• _What to work on_
Give the records again, word for word.

Data items:
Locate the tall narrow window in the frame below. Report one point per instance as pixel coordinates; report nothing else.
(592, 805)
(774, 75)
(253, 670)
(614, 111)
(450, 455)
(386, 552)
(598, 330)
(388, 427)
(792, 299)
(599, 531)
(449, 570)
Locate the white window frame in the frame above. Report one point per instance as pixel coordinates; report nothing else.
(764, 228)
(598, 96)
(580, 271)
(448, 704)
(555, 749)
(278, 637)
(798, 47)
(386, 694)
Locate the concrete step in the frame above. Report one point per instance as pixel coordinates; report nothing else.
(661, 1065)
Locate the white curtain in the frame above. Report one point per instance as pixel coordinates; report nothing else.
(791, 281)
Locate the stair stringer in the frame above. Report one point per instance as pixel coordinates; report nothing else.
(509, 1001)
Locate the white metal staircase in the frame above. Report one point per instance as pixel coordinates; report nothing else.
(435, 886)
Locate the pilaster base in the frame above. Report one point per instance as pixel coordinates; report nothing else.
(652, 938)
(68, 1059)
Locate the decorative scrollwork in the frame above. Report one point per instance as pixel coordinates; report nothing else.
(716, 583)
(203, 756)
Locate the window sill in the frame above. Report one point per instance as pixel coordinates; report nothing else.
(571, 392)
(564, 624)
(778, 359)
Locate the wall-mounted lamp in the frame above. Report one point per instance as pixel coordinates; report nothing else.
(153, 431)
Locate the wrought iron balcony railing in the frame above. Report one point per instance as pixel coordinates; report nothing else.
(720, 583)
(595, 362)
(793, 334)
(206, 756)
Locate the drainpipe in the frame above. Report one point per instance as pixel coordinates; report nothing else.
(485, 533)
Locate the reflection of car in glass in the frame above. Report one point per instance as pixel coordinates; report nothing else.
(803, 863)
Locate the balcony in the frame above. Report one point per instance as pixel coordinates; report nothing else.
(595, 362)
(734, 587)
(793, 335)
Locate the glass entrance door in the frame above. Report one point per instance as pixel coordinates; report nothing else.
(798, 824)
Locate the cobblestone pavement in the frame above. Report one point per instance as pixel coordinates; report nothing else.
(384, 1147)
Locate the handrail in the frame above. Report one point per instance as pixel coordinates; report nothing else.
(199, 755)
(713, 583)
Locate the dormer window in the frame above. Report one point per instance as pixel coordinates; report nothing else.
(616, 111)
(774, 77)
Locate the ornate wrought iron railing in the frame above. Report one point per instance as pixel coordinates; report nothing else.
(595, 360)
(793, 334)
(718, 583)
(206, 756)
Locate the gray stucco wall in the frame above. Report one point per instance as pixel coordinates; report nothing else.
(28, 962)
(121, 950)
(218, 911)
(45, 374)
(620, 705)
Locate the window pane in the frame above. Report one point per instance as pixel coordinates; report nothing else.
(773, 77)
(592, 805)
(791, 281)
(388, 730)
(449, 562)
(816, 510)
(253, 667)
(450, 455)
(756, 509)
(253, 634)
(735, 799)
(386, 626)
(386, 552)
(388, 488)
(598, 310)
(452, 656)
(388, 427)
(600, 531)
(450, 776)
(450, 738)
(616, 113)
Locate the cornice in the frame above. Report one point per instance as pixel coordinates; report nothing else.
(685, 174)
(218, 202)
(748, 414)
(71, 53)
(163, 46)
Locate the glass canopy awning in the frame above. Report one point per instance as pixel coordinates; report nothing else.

• _Result of the exercise_
Locate the tall narrow window in the frame below. Report one point per instance as pixel coordinates; report nothing else.
(592, 805)
(774, 75)
(253, 670)
(614, 111)
(450, 455)
(386, 552)
(598, 330)
(388, 427)
(792, 299)
(599, 531)
(449, 570)
Locate the white window frame in the frame above. Report one point per instance as pixel coordinates; report nothing else.
(764, 228)
(598, 96)
(580, 271)
(448, 704)
(555, 749)
(278, 637)
(798, 47)
(386, 694)
Locate the concrete step in the frame above. Report one point per instance as pixel coordinates; report nothing else.
(661, 1065)
Locate the white curtain in the frame above. Report one point per instance as pixel coordinates; report nothing else.
(791, 281)
Locate the stair stringer in the frame above. Report one point per instance as pixel coordinates; report nothing else.
(509, 1001)
Locate the white metal staircase in the frame above. Report one point per instance as pixel coordinates; report nothing else.
(435, 886)
Locate the pilaster base in the frame above. Report one point per instance as pixel coordinates; report nothing else.
(652, 938)
(68, 1059)
Locate the decorative scrollwork in the frame above. Report one point per instance as pixel coordinates; report nothing else.
(716, 583)
(203, 756)
Locate the window sill in the frame above. Report one point per instance as pixel coordinates; report nothing else.
(571, 392)
(564, 624)
(778, 359)
Locate the wall-mounted lamp in the frame above. Report one point per instance as pixel coordinates; report nothing else.
(153, 431)
Locate the wrought iron balcony railing in the frame above. Report one point per instance as pixel coordinates; report nothing else.
(720, 583)
(595, 362)
(793, 334)
(206, 756)
Locate the drainpipe in the frame above. Report one point per instance as pixel coordinates; report nothing else.
(485, 533)
Locate the reflection of car in glass in the frame above. Report one point per instance as pixel coordinates; report nothing else.
(803, 863)
Locate the balcony in the frame above. Report one point per instance as pixel coordinates; report nothing else.
(595, 362)
(734, 587)
(793, 335)
Locate the glass entrance door in the frame above. Report one point per instance as pixel coordinates; report nothing else.
(798, 824)
Locate the cobblestone pavement in the frame above. Report one point per instance as pixel coordinates; report nothing else.
(384, 1147)
Locate the handrail in the frame above. Report one point per instance as pixel coordinates; report nothing else.
(199, 755)
(713, 583)
Locate the dormer window in the frame above. Report one point per instance as pixel coordinates; report nothing else.
(616, 111)
(774, 77)
Locate the ornate wrought iron railing in the frame above. Report one point per instance as pixel coordinates; report nothing else.
(595, 360)
(793, 334)
(718, 583)
(206, 756)
Locate the gray stucco wall in the frame above. Report one point per instance as pixel coordinates; report nothing else.
(28, 962)
(121, 950)
(218, 911)
(45, 374)
(620, 705)
Locate the window pane in the frame above. Report one point per instance as pixel coordinates; report nothing else.
(773, 77)
(592, 805)
(791, 281)
(388, 730)
(449, 562)
(816, 510)
(253, 667)
(450, 455)
(756, 509)
(253, 634)
(735, 799)
(386, 626)
(386, 552)
(388, 488)
(598, 310)
(452, 656)
(388, 427)
(600, 531)
(450, 776)
(450, 738)
(616, 113)
Locate the cornice in the frame above. Report one point per instance as pixel coordinates; report nothing else.
(685, 174)
(218, 202)
(748, 414)
(71, 53)
(163, 46)
Locate the glass canopy awning in the frame above. Report one point per instance as pixel coordinates; report nothing else.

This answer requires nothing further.